● **Aim of the task**:
Extract each line of the items below that contains the string "trimmed", and reproduce those lines in their original order.

● **Material**:
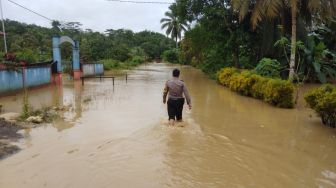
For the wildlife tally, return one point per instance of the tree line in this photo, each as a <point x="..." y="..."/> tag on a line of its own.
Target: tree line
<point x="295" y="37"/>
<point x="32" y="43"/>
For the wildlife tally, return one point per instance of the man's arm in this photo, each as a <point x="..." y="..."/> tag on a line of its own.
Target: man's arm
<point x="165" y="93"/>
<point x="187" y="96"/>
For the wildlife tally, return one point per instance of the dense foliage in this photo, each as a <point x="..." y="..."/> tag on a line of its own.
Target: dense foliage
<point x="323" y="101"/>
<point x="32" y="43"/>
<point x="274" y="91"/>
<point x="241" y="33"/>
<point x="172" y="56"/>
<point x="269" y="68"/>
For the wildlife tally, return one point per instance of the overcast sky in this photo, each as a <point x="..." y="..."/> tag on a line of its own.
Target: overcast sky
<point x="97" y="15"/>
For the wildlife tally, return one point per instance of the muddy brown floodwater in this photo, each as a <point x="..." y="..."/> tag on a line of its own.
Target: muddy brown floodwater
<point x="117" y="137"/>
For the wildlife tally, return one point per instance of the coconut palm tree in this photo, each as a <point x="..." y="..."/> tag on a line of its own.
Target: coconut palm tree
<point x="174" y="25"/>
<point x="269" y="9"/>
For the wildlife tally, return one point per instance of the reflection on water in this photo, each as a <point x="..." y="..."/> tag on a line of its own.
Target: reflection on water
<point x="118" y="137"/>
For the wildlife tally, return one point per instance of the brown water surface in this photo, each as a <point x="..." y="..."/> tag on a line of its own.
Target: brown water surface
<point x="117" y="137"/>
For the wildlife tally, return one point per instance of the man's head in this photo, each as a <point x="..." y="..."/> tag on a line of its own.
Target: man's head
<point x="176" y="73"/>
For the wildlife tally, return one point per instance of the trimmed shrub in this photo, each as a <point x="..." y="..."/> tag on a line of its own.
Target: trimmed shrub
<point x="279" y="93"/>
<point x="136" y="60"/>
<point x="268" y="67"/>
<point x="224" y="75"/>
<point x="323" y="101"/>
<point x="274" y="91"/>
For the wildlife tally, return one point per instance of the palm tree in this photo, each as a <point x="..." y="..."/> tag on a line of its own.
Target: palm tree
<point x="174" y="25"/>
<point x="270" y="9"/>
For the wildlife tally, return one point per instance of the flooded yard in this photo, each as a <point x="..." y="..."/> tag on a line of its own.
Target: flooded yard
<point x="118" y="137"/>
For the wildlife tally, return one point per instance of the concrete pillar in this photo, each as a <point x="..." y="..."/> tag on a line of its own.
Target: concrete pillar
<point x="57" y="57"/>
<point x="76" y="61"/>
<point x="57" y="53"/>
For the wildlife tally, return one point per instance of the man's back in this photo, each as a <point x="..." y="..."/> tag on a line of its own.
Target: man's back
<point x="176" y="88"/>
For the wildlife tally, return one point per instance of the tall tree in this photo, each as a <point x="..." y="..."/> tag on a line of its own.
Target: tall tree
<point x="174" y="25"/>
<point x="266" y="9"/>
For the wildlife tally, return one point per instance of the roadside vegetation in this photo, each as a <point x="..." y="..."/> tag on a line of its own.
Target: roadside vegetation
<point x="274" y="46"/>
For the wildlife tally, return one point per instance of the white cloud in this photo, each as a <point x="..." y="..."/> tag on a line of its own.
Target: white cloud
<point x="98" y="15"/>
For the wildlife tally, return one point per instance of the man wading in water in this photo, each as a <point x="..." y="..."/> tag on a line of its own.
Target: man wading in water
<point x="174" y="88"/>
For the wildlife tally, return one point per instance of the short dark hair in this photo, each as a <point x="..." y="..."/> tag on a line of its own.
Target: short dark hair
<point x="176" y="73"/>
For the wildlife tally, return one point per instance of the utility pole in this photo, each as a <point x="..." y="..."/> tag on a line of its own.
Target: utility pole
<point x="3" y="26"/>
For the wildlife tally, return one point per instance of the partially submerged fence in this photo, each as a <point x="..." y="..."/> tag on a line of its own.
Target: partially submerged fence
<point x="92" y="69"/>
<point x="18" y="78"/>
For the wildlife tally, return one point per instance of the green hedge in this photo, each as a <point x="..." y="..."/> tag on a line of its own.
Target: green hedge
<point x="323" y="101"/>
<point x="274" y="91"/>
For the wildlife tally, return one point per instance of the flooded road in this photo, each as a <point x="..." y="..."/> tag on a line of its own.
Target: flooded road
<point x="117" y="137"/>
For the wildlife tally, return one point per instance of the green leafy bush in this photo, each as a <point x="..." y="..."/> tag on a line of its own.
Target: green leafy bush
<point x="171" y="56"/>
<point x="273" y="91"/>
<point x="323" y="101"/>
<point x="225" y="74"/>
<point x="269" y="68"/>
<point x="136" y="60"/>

...

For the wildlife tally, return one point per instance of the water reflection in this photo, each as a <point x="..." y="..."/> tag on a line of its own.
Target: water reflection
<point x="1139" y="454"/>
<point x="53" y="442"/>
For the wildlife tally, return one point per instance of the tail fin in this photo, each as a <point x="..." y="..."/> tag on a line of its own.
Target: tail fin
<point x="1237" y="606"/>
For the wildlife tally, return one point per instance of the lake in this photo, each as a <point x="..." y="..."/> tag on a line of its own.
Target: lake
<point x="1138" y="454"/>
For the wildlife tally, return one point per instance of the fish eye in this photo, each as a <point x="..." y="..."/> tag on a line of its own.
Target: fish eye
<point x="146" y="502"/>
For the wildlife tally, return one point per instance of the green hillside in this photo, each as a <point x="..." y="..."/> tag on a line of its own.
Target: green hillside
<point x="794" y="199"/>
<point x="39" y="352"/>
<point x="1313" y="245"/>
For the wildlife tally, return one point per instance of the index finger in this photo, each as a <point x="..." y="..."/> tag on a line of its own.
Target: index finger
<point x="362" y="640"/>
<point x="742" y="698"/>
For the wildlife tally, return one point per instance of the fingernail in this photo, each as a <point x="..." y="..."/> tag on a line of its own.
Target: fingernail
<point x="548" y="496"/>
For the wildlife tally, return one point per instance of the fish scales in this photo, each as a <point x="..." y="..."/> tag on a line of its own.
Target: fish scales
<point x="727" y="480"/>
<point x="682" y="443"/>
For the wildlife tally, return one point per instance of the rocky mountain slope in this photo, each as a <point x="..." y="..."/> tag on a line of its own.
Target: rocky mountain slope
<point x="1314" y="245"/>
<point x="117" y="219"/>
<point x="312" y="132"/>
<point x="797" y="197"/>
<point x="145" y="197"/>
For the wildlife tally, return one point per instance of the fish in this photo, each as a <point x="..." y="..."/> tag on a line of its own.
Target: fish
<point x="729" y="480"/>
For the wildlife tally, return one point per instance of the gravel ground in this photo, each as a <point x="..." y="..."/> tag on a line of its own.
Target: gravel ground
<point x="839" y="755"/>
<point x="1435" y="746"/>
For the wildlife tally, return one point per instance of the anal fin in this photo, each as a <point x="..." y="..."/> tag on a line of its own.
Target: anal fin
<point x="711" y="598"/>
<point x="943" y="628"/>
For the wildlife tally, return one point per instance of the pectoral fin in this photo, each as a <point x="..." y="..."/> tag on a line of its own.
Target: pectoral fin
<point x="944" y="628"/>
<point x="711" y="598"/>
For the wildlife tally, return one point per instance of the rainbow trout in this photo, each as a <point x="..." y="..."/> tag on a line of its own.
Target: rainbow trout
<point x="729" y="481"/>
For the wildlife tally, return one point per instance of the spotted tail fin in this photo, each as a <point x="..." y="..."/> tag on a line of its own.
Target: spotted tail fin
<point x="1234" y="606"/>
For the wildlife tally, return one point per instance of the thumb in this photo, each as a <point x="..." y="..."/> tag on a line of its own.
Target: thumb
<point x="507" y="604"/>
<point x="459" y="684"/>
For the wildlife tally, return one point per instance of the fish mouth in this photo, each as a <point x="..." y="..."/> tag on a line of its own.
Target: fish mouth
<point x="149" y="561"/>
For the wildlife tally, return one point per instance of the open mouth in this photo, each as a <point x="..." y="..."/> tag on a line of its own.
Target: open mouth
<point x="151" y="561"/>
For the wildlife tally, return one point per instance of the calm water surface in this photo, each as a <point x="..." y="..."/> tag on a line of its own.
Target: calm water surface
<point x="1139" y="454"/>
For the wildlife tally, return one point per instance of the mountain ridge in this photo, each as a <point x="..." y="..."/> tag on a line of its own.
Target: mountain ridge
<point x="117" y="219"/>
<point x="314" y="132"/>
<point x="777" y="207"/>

* * *

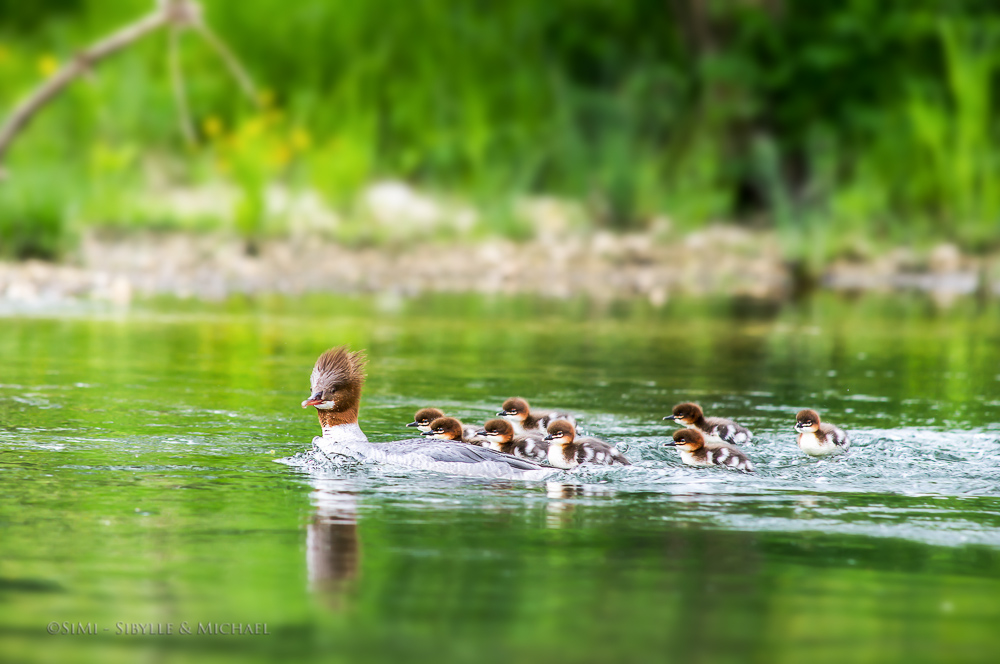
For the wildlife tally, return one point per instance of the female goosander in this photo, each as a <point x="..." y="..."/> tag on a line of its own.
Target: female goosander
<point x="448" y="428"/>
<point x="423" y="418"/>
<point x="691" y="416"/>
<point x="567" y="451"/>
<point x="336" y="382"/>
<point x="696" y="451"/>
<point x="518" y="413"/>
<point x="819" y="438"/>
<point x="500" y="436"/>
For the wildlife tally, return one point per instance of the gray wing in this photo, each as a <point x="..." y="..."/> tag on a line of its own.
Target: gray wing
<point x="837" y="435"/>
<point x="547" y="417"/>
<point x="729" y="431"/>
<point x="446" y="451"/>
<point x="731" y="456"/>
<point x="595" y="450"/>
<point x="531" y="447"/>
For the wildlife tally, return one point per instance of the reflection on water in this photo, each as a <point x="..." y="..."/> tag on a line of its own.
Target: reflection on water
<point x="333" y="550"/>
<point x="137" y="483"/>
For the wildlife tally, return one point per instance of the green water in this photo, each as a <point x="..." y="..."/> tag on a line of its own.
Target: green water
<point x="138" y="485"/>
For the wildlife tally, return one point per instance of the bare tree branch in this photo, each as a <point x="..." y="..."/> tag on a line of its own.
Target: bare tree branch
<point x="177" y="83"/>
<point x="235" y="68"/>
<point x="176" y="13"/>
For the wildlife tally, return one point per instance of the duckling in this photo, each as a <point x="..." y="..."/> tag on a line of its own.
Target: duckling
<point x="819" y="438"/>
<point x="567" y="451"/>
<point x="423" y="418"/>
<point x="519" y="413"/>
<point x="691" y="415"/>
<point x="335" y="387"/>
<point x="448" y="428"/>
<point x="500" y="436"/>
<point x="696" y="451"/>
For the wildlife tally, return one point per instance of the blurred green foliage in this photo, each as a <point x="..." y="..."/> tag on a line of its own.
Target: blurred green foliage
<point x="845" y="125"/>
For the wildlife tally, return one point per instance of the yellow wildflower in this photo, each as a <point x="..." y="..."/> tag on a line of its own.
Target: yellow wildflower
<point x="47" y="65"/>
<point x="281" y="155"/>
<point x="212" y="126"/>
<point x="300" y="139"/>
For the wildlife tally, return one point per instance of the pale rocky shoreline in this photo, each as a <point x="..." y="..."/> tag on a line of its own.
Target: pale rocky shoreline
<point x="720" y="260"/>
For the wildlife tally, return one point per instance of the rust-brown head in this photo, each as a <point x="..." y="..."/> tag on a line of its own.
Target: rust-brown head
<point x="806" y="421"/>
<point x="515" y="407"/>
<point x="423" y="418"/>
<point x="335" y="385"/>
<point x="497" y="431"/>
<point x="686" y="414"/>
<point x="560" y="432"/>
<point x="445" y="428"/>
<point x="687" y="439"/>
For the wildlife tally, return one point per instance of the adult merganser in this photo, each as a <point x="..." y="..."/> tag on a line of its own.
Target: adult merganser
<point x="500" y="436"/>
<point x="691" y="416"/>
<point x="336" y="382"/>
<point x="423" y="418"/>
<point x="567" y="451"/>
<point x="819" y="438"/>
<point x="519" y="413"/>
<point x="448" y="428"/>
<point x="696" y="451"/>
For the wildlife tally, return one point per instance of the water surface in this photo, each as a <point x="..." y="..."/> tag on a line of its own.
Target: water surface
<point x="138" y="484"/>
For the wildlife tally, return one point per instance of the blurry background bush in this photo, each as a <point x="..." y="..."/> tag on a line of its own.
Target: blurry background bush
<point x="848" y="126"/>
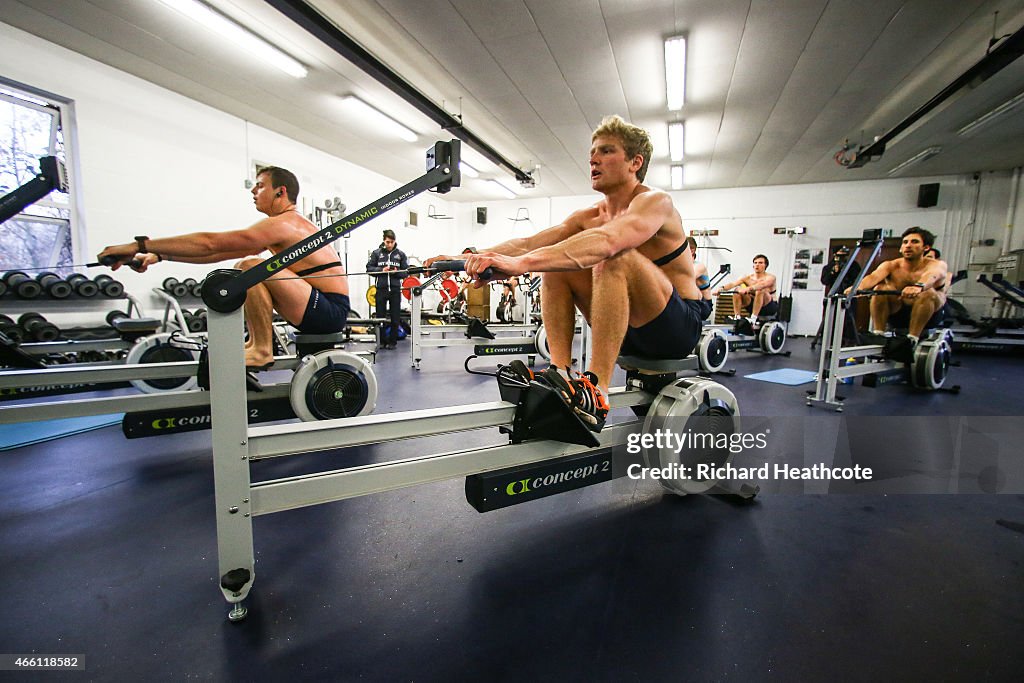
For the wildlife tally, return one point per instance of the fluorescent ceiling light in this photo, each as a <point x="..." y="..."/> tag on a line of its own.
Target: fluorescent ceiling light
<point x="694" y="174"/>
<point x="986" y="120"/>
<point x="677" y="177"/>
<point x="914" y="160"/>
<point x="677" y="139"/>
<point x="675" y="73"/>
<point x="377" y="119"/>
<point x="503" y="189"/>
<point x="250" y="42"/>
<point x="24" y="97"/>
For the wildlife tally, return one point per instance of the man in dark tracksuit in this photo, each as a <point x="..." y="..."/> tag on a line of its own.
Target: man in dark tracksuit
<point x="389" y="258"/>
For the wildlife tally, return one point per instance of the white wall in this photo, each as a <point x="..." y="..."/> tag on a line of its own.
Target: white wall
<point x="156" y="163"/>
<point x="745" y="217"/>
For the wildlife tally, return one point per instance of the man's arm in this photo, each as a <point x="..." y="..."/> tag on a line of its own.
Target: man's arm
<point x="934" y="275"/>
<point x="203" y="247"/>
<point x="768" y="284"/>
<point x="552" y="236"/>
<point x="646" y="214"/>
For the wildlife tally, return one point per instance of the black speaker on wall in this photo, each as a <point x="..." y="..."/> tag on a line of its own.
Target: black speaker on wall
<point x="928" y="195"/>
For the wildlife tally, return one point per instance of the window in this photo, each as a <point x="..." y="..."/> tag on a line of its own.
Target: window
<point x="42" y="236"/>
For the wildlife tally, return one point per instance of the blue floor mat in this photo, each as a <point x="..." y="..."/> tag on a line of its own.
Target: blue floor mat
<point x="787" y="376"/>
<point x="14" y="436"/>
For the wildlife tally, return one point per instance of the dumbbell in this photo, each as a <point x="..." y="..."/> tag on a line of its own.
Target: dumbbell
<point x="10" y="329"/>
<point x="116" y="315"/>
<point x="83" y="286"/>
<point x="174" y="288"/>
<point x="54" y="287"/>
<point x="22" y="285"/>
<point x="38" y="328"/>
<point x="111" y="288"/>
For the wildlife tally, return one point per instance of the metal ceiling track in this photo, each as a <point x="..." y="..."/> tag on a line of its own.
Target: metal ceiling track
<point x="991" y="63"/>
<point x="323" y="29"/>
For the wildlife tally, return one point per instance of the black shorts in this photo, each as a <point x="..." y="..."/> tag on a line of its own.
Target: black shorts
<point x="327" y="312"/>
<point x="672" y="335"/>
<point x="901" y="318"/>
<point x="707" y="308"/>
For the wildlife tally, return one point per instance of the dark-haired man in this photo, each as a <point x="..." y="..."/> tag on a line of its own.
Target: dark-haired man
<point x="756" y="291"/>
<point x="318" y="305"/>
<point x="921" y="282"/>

● **Full solution**:
For the wildlife tally, return one point per instance of the trimmed shrub in this photo, each as a <point x="..." y="..."/> tag on a line of its own.
Target: trimmed shrub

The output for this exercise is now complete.